··· EXCERPTED DATA ···

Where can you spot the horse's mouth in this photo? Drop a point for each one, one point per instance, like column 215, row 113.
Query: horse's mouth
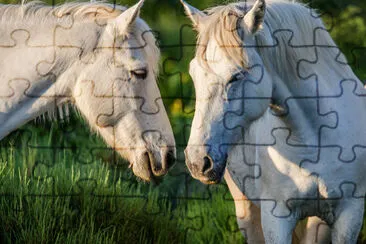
column 148, row 173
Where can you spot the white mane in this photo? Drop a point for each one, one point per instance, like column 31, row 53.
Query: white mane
column 283, row 19
column 38, row 12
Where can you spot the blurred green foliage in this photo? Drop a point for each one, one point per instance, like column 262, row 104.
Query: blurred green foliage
column 69, row 144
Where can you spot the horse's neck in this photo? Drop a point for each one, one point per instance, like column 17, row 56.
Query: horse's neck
column 35, row 74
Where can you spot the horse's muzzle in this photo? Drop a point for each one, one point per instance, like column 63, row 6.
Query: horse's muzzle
column 151, row 166
column 206, row 170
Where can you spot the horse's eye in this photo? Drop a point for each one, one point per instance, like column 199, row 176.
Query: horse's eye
column 238, row 76
column 139, row 73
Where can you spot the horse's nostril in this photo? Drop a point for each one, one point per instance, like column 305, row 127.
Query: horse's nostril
column 170, row 159
column 154, row 166
column 207, row 164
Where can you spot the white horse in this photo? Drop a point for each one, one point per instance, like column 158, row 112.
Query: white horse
column 278, row 106
column 100, row 58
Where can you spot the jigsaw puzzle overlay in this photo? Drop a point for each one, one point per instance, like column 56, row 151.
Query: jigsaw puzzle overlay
column 84, row 124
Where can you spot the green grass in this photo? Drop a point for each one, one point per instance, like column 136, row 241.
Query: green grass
column 47, row 195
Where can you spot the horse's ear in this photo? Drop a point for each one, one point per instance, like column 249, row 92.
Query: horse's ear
column 194, row 14
column 254, row 18
column 122, row 23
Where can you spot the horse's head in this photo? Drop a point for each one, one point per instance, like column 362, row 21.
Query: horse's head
column 117, row 92
column 232, row 86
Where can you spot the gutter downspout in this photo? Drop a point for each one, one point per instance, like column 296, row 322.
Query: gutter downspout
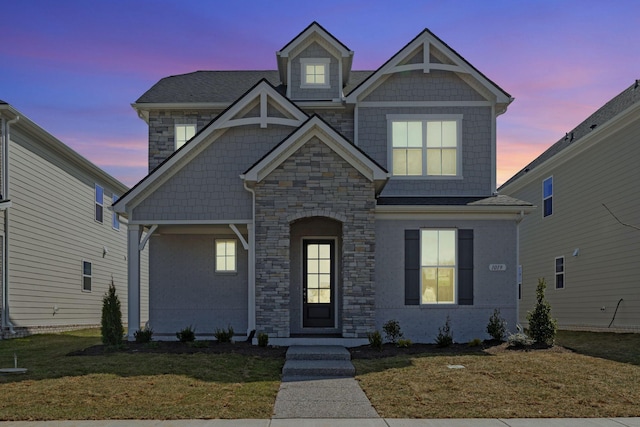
column 6, row 134
column 251, row 291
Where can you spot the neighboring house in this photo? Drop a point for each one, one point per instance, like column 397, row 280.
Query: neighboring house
column 584, row 238
column 61, row 246
column 314, row 203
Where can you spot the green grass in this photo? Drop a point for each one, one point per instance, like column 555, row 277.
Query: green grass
column 599, row 379
column 131, row 386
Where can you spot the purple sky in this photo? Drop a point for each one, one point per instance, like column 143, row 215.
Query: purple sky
column 75, row 66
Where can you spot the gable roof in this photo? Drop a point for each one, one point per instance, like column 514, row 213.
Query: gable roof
column 627, row 98
column 459, row 65
column 314, row 32
column 261, row 93
column 317, row 127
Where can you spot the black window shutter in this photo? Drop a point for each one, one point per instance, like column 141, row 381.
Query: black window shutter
column 412, row 267
column 465, row 267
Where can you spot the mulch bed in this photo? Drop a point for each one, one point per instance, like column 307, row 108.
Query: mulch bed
column 244, row 348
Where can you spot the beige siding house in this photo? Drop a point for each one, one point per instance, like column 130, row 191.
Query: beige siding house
column 61, row 244
column 584, row 238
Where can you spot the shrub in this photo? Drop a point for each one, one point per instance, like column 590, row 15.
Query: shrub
column 444, row 337
column 111, row 324
column 224, row 335
column 188, row 334
column 263, row 339
column 474, row 342
column 392, row 331
column 375, row 340
column 143, row 335
column 404, row 343
column 519, row 339
column 542, row 327
column 497, row 326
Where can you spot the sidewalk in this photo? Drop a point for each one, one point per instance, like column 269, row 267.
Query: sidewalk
column 328, row 422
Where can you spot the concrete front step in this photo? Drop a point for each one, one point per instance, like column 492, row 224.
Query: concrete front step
column 318, row 352
column 318, row 368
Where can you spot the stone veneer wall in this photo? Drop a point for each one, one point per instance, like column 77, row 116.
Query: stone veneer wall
column 162, row 129
column 315, row 181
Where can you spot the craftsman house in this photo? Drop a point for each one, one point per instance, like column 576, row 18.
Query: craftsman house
column 60, row 245
column 314, row 202
column 584, row 238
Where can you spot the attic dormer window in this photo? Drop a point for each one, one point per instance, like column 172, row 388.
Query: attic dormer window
column 315, row 72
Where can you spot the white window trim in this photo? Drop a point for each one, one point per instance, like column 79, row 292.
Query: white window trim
column 315, row 61
column 235, row 255
column 97, row 203
column 549, row 197
column 455, row 281
column 425, row 118
column 556, row 274
column 82, row 275
column 175, row 133
column 114, row 219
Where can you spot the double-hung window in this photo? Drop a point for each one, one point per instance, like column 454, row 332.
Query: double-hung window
column 438, row 266
column 547, row 196
column 559, row 272
column 225, row 255
column 315, row 72
column 86, row 276
column 99, row 203
column 183, row 133
column 425, row 146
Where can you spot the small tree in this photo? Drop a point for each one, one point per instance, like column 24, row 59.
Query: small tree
column 542, row 327
column 112, row 329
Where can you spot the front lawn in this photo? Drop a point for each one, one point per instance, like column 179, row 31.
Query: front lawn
column 131, row 386
column 501, row 383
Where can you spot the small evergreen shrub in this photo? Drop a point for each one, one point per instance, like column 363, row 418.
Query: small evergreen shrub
column 497, row 326
column 375, row 340
column 263, row 339
column 143, row 335
column 474, row 342
column 402, row 343
column 188, row 334
column 519, row 339
column 542, row 327
column 224, row 335
column 392, row 331
column 111, row 324
column 444, row 337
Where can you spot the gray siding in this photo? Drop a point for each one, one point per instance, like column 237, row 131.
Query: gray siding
column 314, row 50
column 476, row 151
column 186, row 291
column 209, row 187
column 606, row 268
column 162, row 130
column 494, row 243
column 52, row 230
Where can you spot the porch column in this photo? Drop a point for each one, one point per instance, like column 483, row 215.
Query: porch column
column 134, row 233
column 251, row 302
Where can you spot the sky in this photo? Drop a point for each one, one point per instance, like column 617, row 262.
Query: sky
column 74, row 67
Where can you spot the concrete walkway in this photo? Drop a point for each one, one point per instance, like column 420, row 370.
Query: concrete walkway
column 329, row 422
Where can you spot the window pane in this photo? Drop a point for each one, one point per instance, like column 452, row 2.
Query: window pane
column 547, row 187
column 429, row 249
column 449, row 134
column 446, row 247
column 429, row 285
column 399, row 161
column 449, row 162
column 434, row 161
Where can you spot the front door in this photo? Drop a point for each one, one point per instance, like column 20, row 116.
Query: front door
column 318, row 288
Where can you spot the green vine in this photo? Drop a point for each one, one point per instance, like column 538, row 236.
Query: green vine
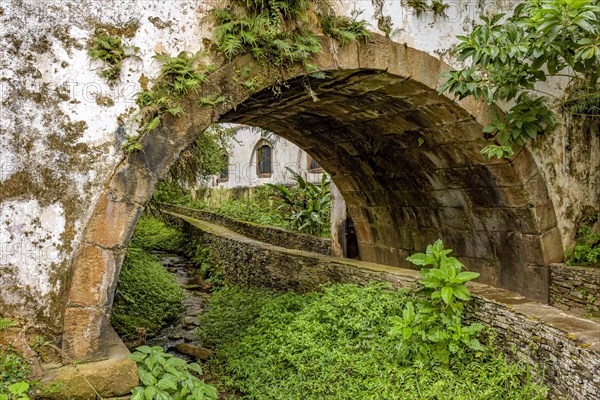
column 281, row 33
column 421, row 6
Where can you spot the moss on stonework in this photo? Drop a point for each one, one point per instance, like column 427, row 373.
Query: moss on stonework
column 104, row 101
column 127, row 30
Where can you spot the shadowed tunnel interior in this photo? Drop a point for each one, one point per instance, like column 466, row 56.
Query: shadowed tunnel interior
column 408, row 165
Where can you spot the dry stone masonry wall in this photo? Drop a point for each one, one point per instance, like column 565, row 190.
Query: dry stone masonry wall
column 575, row 289
column 267, row 234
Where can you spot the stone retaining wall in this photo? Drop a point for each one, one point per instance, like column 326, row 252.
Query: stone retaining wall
column 565, row 346
column 575, row 289
column 266, row 234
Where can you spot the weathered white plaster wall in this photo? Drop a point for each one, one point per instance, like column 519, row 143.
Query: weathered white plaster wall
column 62, row 126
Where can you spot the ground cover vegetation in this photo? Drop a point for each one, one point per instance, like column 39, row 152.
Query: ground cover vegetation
column 349, row 342
column 164, row 377
column 508, row 58
column 147, row 296
column 14, row 371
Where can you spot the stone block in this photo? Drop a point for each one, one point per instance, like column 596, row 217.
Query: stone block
column 132, row 184
column 94, row 274
column 375, row 53
column 113, row 377
column 86, row 334
column 112, row 223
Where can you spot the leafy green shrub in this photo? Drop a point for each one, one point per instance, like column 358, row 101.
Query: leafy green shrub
column 146, row 296
column 251, row 211
column 164, row 377
column 431, row 328
column 16, row 391
column 336, row 345
column 230, row 312
column 306, row 206
column 586, row 251
column 152, row 234
column 14, row 384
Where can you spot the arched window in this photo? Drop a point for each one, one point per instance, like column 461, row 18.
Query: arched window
column 224, row 173
column 312, row 165
column 264, row 160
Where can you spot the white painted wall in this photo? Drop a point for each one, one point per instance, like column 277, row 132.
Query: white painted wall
column 242, row 160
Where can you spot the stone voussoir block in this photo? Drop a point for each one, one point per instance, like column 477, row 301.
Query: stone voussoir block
column 94, row 272
column 112, row 223
column 86, row 334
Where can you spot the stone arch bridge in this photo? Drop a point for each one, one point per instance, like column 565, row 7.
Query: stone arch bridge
column 405, row 159
column 377, row 101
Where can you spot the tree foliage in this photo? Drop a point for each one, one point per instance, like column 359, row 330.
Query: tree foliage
column 511, row 56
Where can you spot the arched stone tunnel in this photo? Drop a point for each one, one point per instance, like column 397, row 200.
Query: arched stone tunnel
column 405, row 159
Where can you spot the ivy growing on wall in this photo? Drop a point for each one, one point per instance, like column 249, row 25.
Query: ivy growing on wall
column 111, row 50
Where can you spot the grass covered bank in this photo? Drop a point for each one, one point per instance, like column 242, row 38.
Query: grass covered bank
column 350, row 342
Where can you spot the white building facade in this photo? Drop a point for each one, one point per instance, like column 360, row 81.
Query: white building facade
column 256, row 157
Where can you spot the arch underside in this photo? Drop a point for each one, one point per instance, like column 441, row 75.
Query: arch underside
column 405, row 159
column 407, row 162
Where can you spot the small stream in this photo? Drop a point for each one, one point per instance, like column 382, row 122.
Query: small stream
column 195, row 296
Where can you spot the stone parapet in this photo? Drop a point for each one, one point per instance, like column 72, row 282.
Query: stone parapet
column 266, row 234
column 575, row 289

···

- TASK: Copy the lines above, starting at the line containing "Where can you spot the grass" and continuing through the last line, without changing anything.

- RESPONSE BELOW:
Where can you spot the grass covered bank in this photo? Drop a point for each one, one point per instance, like column 242, row 38.
Query: grass covered bank
column 350, row 342
Where can you spot the white building facade in this photo? Drop a point for each one, one point per instance, like column 360, row 81.
Query: white building facade
column 256, row 157
Where can you spot the arch underside in this photo? Drop a point for each one, one point per instance, like column 441, row 75.
Query: arch underside
column 405, row 159
column 407, row 162
Where can you spot the small stream in this photo? Drop a point for each one, one point per instance, like column 382, row 122.
Query: small stream
column 195, row 296
Where can you spot the stone parapet in this photo? Drop a point for each one, one point per instance, like column 72, row 282.
Query: stone parapet
column 266, row 234
column 575, row 289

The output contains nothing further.